■ CONSEGNA 1: Trascrivi come lista JSON di stringhe le righe delle voci dalla riga con "Detect the pedestrian" alla riga con "top-left (195, 173), bottom-right (260, 208)", estremi compresi. Usa una stringa per ogni riga e tralascia quelle vuote.

■ BRANO:
::::

Funzione dello sperimentalismo nella poetica pascoliana (una conferenza riproposta in nuce) di Roberto Vittorio Di Pietro

Funzione dello sperimentalismo nella poetica pascoliana di Roberto Vittorio Di Pietro 
( una conferenza riproposta in nuce )

In poesia, la scrittura sperimentale può ritenersi riconducibile a tre categorie di massima:
l. sperimentalismo di un primo tipo: interventi innovativi rivolti alla struttura del testo (modalità di versificazione più duttili rispetto agli istituti metrici della tradizione);
2. sperimentalismo di un secondo tipo: innovazione degli strumenti linguistici (scelte lessicali inconsuete rispetto alle norme della lingua poetica tradizionale, commistione di generi, invenzione di stilemi personali sotto forma di costrutti sintattico-grammaticali caratterizzanti);
3. sperimentalismo di un terzo tipo: rinnovamento in profondità del discorso poetico in quanto veicolo di una determinata “ visione del mondo “. Su questa base di natura “filosofica”, in buona parte anche connessa alla temperie storico-sociale ai cui stimoli contingenti l’arte genuina non può né desidera sottrarsi, si sviluppano le cosiddette correnti letterarie; in questo ambito poeti diversi risultano più o meno convenzionalmente accomunabili, pur restando ben distinti nella loro individuale specificità — o nella loro singolare progettualità, si direbbe. (Benedetto Croce, con altre parole, amava sottolineare quest’ultimo aspetto.)

::::

(Voci)

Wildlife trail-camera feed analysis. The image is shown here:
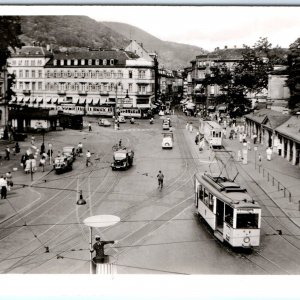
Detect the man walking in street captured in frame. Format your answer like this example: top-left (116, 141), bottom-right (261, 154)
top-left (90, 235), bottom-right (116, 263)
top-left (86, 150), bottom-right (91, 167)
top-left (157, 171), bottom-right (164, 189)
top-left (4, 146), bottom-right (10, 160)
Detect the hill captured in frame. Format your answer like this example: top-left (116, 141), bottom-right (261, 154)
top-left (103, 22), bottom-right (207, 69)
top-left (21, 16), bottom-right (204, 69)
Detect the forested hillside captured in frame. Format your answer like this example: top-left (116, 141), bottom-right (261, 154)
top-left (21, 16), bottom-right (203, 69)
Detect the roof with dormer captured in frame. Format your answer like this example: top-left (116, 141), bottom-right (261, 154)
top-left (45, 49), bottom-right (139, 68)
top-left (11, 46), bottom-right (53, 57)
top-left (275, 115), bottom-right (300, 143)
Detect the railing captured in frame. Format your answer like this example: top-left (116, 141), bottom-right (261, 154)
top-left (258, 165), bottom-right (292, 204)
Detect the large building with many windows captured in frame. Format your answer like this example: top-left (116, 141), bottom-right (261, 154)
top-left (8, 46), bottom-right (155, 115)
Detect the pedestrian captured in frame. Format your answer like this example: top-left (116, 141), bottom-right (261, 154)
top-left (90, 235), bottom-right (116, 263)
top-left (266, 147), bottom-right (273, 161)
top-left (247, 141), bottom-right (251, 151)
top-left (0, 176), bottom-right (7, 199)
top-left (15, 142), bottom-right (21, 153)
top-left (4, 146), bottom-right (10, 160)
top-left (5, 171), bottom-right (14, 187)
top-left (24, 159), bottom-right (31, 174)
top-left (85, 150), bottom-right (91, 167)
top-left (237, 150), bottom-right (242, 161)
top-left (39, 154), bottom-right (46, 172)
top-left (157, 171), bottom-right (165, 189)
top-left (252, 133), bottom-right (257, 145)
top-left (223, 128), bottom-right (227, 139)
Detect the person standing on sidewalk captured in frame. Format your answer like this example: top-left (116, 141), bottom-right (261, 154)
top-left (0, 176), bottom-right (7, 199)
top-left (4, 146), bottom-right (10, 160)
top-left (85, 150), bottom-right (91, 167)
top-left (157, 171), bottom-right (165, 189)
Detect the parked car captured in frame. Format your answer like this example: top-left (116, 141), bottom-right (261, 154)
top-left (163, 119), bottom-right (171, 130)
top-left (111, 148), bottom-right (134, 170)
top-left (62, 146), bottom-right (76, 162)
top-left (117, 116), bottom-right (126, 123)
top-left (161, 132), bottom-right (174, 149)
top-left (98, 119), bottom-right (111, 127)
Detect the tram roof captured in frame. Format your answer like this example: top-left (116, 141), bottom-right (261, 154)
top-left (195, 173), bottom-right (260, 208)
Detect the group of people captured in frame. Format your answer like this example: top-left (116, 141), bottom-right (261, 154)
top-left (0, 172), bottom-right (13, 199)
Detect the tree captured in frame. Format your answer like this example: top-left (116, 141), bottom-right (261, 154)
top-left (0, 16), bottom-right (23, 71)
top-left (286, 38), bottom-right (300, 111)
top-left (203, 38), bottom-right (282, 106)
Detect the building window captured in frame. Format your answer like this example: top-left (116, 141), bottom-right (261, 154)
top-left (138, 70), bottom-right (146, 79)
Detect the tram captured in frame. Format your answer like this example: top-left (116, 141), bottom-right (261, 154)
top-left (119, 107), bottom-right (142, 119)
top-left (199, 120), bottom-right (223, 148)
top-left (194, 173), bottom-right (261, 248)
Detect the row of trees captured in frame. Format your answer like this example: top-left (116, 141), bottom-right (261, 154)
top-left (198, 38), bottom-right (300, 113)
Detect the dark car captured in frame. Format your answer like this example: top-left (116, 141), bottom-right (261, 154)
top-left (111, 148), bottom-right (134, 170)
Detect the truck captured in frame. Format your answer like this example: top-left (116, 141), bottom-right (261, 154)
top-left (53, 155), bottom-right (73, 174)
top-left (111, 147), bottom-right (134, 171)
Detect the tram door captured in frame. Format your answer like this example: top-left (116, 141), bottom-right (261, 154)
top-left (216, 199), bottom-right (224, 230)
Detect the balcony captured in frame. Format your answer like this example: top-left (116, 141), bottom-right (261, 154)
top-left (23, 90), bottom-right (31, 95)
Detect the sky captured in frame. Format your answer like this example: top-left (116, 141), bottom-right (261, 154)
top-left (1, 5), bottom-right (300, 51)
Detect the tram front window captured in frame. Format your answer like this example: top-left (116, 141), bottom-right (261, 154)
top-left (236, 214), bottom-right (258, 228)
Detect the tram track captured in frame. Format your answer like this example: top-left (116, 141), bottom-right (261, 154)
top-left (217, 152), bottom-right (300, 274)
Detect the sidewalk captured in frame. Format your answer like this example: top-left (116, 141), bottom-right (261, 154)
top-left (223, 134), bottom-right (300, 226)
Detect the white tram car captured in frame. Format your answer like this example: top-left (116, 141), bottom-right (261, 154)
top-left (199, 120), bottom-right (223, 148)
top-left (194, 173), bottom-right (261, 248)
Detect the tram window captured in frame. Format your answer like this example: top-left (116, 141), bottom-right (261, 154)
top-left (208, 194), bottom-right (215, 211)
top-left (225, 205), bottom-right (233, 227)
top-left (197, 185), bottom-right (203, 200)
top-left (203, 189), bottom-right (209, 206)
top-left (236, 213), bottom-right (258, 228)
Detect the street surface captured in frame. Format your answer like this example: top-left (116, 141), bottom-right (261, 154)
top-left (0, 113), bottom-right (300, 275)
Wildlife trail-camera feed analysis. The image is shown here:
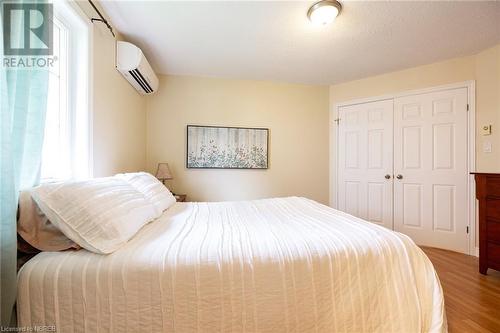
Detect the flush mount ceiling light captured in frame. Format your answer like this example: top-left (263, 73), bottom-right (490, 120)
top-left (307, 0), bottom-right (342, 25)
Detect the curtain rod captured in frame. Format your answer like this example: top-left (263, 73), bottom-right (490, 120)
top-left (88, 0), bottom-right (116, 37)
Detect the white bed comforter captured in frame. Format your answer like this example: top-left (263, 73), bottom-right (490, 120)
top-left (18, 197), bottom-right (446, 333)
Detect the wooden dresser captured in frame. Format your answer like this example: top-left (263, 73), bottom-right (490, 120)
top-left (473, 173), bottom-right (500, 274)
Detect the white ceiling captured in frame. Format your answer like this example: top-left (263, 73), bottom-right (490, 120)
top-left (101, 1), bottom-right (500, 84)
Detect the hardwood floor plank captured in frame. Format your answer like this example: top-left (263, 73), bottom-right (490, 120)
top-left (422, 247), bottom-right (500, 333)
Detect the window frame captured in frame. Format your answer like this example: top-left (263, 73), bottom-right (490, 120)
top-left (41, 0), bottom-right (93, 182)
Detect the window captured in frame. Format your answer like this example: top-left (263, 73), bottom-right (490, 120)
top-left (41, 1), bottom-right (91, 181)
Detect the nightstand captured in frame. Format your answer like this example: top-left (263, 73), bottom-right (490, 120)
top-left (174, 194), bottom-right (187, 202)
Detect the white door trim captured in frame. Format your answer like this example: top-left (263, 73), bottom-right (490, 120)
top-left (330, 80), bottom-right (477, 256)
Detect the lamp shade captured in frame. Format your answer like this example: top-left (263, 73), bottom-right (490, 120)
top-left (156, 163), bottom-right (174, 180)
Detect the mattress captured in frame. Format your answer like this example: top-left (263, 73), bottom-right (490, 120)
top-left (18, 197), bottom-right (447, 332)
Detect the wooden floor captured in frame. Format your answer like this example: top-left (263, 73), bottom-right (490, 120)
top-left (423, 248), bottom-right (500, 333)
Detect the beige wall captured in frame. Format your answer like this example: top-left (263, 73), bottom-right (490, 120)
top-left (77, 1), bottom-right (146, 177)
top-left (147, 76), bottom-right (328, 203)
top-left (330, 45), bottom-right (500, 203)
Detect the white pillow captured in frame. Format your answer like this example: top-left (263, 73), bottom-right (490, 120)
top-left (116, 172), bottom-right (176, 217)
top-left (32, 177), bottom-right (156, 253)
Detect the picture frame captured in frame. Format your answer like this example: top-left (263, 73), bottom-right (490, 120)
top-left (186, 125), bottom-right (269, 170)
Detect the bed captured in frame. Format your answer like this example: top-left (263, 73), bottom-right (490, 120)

::::

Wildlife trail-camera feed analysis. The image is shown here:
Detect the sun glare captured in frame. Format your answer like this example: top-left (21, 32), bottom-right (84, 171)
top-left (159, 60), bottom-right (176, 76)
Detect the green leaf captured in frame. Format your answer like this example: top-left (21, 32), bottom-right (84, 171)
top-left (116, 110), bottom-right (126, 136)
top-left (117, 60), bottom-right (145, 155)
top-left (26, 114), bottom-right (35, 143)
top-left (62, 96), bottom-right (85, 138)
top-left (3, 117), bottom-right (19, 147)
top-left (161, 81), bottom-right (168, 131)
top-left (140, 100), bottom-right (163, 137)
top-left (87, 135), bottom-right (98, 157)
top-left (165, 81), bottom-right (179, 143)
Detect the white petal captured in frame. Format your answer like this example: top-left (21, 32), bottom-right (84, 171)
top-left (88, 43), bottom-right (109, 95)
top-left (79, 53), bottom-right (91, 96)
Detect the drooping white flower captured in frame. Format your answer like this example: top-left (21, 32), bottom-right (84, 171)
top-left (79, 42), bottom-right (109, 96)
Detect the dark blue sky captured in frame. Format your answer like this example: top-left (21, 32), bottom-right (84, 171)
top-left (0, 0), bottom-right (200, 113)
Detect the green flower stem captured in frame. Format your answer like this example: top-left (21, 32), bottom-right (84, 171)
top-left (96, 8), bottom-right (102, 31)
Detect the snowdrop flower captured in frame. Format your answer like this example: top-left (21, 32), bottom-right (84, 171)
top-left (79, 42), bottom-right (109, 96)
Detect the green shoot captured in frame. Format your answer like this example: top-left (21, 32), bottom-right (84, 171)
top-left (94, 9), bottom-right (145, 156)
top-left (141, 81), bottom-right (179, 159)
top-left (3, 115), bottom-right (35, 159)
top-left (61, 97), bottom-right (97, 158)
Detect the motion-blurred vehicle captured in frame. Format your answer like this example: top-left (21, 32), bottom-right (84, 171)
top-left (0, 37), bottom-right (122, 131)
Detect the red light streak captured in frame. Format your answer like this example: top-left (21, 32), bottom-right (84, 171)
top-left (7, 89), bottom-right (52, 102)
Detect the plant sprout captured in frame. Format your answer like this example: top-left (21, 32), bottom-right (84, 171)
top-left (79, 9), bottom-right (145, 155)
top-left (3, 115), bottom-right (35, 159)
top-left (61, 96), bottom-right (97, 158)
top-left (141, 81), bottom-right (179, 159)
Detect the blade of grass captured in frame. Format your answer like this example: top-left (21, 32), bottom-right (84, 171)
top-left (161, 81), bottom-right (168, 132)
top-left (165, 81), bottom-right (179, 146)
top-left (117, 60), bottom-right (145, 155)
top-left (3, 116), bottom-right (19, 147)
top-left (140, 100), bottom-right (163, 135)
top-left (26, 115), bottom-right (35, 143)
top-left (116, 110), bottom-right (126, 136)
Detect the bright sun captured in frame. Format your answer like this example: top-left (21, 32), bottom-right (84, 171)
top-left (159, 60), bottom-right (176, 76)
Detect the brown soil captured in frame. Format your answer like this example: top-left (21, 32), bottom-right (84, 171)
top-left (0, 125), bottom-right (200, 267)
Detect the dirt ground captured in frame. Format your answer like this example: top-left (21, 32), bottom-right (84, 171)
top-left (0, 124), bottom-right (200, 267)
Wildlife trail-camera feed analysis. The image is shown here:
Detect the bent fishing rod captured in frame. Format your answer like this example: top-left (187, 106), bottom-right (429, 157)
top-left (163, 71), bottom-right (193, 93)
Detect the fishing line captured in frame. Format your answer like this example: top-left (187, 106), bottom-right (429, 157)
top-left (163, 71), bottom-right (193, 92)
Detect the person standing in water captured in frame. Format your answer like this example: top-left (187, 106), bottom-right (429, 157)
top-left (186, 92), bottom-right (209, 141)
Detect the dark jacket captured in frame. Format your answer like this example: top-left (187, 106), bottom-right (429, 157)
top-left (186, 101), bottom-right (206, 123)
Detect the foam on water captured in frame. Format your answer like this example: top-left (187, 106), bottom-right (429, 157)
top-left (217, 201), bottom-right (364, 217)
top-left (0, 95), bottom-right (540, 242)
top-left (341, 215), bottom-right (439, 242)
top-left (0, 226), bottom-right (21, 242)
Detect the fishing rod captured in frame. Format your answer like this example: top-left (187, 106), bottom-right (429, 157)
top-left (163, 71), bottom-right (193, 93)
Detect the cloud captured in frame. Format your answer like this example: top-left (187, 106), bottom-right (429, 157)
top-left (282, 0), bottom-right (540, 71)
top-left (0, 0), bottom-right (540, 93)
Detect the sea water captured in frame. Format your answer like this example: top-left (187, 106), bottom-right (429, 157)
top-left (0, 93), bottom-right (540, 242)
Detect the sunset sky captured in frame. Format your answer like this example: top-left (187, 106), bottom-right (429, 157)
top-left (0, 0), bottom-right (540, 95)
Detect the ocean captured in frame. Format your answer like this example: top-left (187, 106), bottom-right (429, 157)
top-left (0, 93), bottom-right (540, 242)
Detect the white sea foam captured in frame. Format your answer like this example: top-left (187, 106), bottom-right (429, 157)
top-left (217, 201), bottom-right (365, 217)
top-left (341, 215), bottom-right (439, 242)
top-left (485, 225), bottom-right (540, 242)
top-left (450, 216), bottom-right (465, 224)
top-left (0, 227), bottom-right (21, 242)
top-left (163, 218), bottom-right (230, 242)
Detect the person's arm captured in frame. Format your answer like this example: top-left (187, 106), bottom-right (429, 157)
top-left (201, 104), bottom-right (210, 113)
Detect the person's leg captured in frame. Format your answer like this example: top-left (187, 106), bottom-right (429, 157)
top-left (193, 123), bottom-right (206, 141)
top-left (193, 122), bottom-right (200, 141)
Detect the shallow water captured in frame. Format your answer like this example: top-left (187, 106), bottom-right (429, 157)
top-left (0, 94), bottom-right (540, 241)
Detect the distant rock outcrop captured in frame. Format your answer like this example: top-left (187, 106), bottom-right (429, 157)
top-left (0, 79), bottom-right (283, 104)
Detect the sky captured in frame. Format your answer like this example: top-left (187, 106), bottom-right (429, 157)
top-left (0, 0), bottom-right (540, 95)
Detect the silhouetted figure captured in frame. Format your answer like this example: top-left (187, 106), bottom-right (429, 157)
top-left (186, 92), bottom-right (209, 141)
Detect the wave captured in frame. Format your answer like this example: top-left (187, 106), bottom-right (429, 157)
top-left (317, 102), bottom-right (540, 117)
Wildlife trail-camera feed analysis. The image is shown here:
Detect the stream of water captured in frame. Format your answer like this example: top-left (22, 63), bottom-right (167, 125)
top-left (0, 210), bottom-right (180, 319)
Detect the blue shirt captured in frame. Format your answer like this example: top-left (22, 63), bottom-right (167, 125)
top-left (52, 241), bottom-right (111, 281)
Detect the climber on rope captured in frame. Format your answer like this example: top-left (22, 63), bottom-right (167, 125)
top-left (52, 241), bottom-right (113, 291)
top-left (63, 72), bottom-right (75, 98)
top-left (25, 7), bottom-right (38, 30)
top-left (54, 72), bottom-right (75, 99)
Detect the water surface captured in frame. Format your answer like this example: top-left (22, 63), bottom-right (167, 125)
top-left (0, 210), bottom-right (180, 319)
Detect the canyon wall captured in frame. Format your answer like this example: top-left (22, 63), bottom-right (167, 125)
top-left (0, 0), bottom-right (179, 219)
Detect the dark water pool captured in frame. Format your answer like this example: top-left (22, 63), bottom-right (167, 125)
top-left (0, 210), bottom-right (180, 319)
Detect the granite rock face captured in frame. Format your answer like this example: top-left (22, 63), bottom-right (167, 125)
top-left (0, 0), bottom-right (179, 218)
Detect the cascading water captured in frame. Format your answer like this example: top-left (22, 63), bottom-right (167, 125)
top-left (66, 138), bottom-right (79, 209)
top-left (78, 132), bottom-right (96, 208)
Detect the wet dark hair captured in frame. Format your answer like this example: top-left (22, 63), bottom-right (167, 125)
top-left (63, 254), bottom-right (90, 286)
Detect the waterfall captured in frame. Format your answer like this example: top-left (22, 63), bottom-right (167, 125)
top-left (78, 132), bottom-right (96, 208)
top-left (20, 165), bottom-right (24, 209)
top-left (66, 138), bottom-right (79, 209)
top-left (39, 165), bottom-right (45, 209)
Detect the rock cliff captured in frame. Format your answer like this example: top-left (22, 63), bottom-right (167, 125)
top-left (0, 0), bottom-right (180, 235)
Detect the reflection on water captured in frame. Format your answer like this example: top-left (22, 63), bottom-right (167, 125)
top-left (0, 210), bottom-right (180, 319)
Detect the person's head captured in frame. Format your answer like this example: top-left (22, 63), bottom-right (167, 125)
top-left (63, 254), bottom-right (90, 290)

::::

■ CONSEGNA 2: Riscrivi integralmente il brano sullo sperimentalismo nella poetica pascoliana.

■ RISULTATO 1:
[
  "Detect the pedestrian captured in frame. Format your answer like this example: top-left (116, 141), bottom-right (261, 154)",
  "top-left (90, 235), bottom-right (116, 263)",
  "top-left (266, 147), bottom-right (273, 161)",
  "top-left (247, 141), bottom-right (251, 151)",
  "top-left (0, 176), bottom-right (7, 199)",
  "top-left (15, 142), bottom-right (21, 153)",
  "top-left (4, 146), bottom-right (10, 160)",
  "top-left (5, 171), bottom-right (14, 187)",
  "top-left (24, 159), bottom-right (31, 174)",
  "top-left (85, 150), bottom-right (91, 167)",
  "top-left (237, 150), bottom-right (242, 161)",
  "top-left (39, 154), bottom-right (46, 172)",
  "top-left (157, 171), bottom-right (165, 189)",
  "top-left (252, 133), bottom-right (257, 145)",
  "top-left (223, 128), bottom-right (227, 139)",
  "Detect the person standing on sidewalk captured in frame. Format your answer like this example: top-left (116, 141), bottom-right (261, 154)",
  "top-left (0, 176), bottom-right (7, 199)",
  "top-left (4, 146), bottom-right (10, 160)",
  "top-left (85, 150), bottom-right (91, 167)",
  "top-left (157, 171), bottom-right (165, 189)",
  "Detect the parked car captured in frame. Format your answer like this example: top-left (116, 141), bottom-right (261, 154)",
  "top-left (163, 119), bottom-right (171, 130)",
  "top-left (111, 148), bottom-right (134, 170)",
  "top-left (62, 146), bottom-right (76, 162)",
  "top-left (117, 116), bottom-right (126, 123)",
  "top-left (161, 132), bottom-right (174, 149)",
  "top-left (98, 119), bottom-right (111, 127)",
  "Detect the tram roof captured in frame. Format your answer like this example: top-left (116, 141), bottom-right (261, 154)",
  "top-left (195, 173), bottom-right (260, 208)"
]

■ RISULTATO 2:
Funzione dello sperimentalismo nella poetica pascoliana (una conferenza riproposta in nuce) di Roberto Vittorio Di Pietro

Funzione dello sperimentalismo nella poetica pascoliana di Roberto Vittorio Di Pietro 
( una conferenza riproposta in nuce )

In poesia, la scrittura sperimentale può ritenersi riconducibile a tre categorie di massima:
l. sperimentalismo di un primo tipo: interventi innovativi rivolti alla struttura del testo (modalità di versificazione più duttili rispetto agli istituti metrici della tradizione);
2. sperimentalismo di un secondo tipo: innovazione degli strumenti linguistici (scelte lessicali inconsuete rispetto alle norme della lingua poetica tradizionale, commistione di generi, invenzione di stilemi personali sotto forma di costrutti sintattico-grammaticali caratterizzanti);
3. sperimentalismo di un terzo tipo: rinnovamento in profondità del discorso poetico in quanto veicolo di una determinata “ visione del mondo “. Su questa base di natura “filosofica”, in buona parte anche connessa alla temperie storico-sociale ai cui stimoli contingenti l’arte genuina non può né desidera sottrarsi, si sviluppano le cosiddette correnti letterarie; in questo ambito poeti diversi risultano più o meno convenzionalmente accomunabili, pur restando ben distinti nella loro individuale specificità — o nella loro singolare progettualità, si direbbe. (Benedetto Croce, con altre parole, amava sottolineare quest’ultimo aspetto.)